Regresando de un viaje de ocio, pienso en la ciudad donde
vivo. Una ciudad inmortal, extensa en su territorio, con un clima extremo en el
calor y en el frío, ventilada por el cierzo, de espaldas al gran río que la
cruza. Cosmopolita y rural al mismo tiempo, abierta a la última tecnología y
fuertemente costumbrista en algunos aspectos.
Sus habitantes somos como ella, algo rudos, tercos, leales,
nobles y sinceros. Capaces de lo mejor, pero siempre con miramientos que nos
impiden progresar. Nuestro carácter ha marcado la vida de la ciudad. Actuamos
como si no hubiera cambiado nunca, como si debiera seguir siendo próxima,
pequeña, provinciana otros dos mil años. Al hablar de nuestra ciudad con
terceros, siempre aparece el complejo de inferioridad frente a cualquiera, lo
que distorsiona la visión de lo que es en realidad y no se parece en nada a lo
que perciben sus visitantes cuando la conocen.

- _Datos registrados_:
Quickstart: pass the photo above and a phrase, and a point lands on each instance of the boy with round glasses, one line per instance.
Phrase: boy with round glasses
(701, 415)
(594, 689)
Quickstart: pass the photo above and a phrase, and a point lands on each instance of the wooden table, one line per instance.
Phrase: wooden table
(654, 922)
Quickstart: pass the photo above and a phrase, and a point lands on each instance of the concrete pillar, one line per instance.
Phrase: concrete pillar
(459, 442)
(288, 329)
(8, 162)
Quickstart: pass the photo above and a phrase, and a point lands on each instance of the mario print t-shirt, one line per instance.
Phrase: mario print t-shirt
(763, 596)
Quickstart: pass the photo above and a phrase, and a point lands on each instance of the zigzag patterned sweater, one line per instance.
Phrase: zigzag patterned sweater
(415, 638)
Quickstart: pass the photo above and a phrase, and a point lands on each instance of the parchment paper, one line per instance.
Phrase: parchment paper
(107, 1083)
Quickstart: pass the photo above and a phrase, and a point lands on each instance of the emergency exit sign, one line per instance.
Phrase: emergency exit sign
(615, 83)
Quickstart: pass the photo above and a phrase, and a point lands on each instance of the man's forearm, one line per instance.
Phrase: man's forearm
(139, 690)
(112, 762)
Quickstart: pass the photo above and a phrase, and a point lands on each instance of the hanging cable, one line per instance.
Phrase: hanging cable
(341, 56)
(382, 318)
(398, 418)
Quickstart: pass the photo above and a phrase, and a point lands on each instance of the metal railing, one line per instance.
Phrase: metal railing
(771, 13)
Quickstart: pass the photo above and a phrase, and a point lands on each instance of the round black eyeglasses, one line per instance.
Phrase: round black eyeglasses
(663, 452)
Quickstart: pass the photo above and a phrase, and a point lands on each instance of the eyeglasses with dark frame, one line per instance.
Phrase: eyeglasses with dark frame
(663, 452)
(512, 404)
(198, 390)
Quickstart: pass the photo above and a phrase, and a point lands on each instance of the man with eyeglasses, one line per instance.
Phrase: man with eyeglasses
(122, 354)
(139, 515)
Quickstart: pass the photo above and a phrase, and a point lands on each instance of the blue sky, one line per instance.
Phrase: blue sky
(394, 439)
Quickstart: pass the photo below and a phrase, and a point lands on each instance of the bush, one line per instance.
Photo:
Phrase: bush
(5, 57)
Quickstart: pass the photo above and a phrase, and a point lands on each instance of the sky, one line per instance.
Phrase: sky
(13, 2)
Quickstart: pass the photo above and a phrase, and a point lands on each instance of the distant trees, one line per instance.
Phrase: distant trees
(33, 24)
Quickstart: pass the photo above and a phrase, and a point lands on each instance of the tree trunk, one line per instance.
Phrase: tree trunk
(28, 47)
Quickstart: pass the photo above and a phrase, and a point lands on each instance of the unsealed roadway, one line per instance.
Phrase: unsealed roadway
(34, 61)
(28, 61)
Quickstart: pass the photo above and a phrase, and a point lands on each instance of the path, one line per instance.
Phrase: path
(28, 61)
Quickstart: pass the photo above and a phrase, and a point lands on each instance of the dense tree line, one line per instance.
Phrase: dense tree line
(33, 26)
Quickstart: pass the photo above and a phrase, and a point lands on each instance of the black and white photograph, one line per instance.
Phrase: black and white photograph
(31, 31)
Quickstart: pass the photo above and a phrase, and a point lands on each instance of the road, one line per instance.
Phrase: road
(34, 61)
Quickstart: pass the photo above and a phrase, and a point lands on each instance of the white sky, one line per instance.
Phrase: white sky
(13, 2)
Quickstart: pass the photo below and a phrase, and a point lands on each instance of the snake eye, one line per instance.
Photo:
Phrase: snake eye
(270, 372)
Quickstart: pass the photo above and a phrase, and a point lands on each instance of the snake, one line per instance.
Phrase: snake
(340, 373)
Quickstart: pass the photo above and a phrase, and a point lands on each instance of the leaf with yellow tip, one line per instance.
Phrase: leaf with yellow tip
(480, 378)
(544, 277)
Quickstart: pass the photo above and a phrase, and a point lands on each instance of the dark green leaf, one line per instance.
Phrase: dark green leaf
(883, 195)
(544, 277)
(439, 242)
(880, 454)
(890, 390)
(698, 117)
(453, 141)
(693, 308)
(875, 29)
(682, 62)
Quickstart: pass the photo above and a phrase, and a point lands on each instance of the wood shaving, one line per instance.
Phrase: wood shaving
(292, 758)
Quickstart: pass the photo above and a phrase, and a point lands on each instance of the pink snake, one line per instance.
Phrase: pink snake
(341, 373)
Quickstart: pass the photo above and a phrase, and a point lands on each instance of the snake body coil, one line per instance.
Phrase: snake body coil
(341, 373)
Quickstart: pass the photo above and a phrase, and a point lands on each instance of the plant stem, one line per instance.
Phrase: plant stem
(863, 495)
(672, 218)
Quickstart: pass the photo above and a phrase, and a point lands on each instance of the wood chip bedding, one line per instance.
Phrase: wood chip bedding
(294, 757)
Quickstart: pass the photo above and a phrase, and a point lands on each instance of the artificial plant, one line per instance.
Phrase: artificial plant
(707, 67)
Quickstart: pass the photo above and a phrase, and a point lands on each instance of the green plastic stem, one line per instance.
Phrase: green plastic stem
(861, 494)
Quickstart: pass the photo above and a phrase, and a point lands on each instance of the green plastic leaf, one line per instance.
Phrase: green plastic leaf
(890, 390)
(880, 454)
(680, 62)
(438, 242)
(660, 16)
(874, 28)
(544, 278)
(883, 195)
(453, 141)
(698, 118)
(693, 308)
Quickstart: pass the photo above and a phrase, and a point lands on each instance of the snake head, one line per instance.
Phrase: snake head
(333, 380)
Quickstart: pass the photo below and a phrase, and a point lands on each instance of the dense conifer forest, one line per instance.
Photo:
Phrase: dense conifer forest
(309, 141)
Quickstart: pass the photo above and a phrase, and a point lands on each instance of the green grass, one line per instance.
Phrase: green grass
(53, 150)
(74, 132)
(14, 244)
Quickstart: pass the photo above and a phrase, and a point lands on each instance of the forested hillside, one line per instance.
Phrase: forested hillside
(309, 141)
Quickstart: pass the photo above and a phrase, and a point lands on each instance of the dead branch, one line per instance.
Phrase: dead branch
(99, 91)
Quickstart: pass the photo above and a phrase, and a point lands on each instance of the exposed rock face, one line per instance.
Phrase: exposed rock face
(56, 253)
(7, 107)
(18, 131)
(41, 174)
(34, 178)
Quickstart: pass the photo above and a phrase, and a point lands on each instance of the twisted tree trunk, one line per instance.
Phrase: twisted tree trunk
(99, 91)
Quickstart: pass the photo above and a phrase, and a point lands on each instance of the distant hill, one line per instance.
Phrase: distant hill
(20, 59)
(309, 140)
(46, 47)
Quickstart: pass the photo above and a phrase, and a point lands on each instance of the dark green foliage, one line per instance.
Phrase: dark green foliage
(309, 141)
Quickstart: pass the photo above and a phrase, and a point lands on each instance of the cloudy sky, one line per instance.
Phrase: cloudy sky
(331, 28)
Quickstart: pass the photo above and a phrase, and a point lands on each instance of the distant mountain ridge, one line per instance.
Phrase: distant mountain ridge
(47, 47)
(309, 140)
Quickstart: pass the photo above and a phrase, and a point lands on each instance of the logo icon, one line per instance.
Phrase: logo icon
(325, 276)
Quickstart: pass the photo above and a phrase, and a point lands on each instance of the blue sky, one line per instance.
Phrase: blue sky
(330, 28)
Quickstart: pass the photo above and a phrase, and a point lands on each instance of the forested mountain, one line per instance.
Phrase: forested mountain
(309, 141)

- _Instrucción_: Vuelve a escribir sin ningún cambio el pasaje del texto sobre la ciudad que va de "Regresando de un" a "en algunos aspectos.", ambos incluidos.

- _Solución del problema_:
Regresando de un viaje de ocio, pienso en la ciudad donde
vivo. Una ciudad inmortal, extensa en su territorio, con un clima extremo en el
calor y en el frío, ventilada por el cierzo, de espaldas al gran río que la
cruza. Cosmopolita y rural al mismo tiempo, abierta a la última tecnología y
fuertemente costumbrista en algunos aspectos.